What you should do -
Copy out the records again. Change nothing.

Referring expression pointing data:
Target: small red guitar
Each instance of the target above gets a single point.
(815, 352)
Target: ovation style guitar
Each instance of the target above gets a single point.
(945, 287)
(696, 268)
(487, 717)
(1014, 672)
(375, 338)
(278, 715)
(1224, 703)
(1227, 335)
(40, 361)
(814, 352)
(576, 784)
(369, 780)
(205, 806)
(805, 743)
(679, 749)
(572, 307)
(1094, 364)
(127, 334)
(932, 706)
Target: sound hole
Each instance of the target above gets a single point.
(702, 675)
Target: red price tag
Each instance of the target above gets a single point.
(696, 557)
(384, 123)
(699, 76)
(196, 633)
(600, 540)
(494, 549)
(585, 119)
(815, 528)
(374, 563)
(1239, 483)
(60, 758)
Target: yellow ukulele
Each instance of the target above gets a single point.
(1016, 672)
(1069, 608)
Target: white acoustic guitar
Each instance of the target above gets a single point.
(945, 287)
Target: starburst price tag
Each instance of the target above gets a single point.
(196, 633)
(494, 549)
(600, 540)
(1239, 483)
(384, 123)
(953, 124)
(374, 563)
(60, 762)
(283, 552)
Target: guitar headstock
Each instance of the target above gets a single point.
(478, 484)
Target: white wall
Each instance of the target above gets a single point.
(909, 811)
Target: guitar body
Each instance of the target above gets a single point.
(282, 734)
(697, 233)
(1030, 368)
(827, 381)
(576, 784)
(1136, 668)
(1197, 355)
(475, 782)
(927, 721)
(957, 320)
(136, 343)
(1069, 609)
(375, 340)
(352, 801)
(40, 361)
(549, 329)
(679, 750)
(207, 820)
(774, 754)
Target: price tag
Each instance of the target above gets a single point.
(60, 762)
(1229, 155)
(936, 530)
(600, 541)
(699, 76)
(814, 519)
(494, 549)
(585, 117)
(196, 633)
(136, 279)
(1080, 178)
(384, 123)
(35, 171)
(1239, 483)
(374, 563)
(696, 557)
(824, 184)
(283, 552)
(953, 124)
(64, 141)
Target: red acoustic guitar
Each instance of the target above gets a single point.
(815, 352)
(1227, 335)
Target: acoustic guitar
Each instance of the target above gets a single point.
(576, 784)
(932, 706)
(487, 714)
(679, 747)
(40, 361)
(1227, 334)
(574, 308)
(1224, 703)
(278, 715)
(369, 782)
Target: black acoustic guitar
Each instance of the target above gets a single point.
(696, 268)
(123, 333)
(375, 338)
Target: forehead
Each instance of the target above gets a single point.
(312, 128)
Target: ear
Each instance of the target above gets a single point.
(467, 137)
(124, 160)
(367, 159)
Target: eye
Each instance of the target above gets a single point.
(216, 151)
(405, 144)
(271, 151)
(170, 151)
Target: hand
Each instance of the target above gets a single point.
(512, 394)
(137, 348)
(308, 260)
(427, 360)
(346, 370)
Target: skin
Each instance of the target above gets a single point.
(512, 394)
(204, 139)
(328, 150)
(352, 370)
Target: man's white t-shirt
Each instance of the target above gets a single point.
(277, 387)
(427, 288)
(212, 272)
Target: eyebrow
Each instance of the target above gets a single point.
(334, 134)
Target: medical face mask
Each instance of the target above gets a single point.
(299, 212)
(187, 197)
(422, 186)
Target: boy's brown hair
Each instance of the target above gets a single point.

Worked solution -
Target: small red guitar
Each instance of the target above gets a single point.
(815, 352)
Target: ovation style guitar
Each instance of the target above gets a single point.
(945, 287)
(696, 268)
(487, 717)
(1014, 672)
(375, 338)
(278, 715)
(1224, 703)
(1227, 335)
(40, 361)
(814, 352)
(576, 784)
(369, 780)
(205, 806)
(805, 743)
(679, 749)
(572, 307)
(1094, 364)
(127, 334)
(932, 706)
Target: sound hole
Each instance of the target above gets a single point.
(702, 675)
Target: red price tag
Each instance of the target above gets a single point.
(696, 557)
(384, 123)
(699, 76)
(196, 633)
(600, 540)
(494, 549)
(585, 119)
(815, 528)
(374, 563)
(1239, 483)
(60, 758)
Target: yellow ukulele
Each instance of the target above gets a single point.
(1016, 672)
(1069, 608)
Target: white acoustic guitar
Each instance of the target above gets a single point.
(945, 287)
Target: starburst price tag
Each instance of the target above gets a single point.
(196, 633)
(494, 549)
(600, 540)
(1239, 483)
(384, 123)
(953, 124)
(374, 563)
(60, 762)
(283, 552)
Target: guitar headstock
Each instance of the target above gets a single point.
(478, 484)
Target: white wall
Each instance of the target above gets a single point.
(909, 811)
Target: guitar body
Each instance of the target above gets a single point.
(282, 734)
(697, 233)
(1030, 368)
(827, 381)
(576, 784)
(1136, 668)
(1197, 355)
(475, 782)
(927, 721)
(957, 320)
(136, 343)
(1069, 609)
(375, 340)
(352, 801)
(40, 361)
(549, 329)
(679, 750)
(207, 820)
(774, 754)
Target: price tag
Each instance of the target above gets a single point.
(60, 762)
(1229, 155)
(936, 530)
(600, 541)
(699, 76)
(814, 519)
(494, 549)
(585, 117)
(196, 633)
(136, 279)
(1080, 178)
(384, 123)
(35, 171)
(1239, 483)
(374, 563)
(696, 557)
(824, 184)
(283, 552)
(953, 124)
(64, 141)
Target: red acoustic guitar
Each instance of the target above gets a single point.
(815, 352)
(1227, 335)
Target: acoustic guitar
Each instance of the target above gets a single point.
(576, 784)
(932, 706)
(487, 714)
(679, 747)
(40, 361)
(1227, 334)
(574, 308)
(1224, 703)
(278, 715)
(369, 782)
Target: black acoustic guitar
Each instance of the target above gets a single point.
(696, 268)
(123, 333)
(375, 338)
Target: forehead
Each instance of the target above gets a single point.
(312, 128)
Target: ear
Each instance of the target above gets a single point.
(467, 137)
(124, 160)
(367, 159)
Target: eye
Each instance of the target above gets a single point.
(216, 151)
(405, 144)
(271, 151)
(170, 151)
Target: hand
Each instance of the target above gets a single point.
(512, 394)
(137, 348)
(308, 260)
(427, 360)
(346, 370)
Target: skin
Each instance of the target above gets a single point.
(512, 394)
(204, 139)
(328, 150)
(352, 370)
Target: man's white t-shirt
Each instance of the target above gets a single point.
(277, 387)
(427, 288)
(212, 272)
Target: eyebrow
Each instance of the target above gets a single point.
(334, 134)
Target: medical face mask
Each instance of the target above gets a single point.
(299, 212)
(187, 197)
(422, 186)
Target: boy's brown hair
Each instance of the target above gets a single point.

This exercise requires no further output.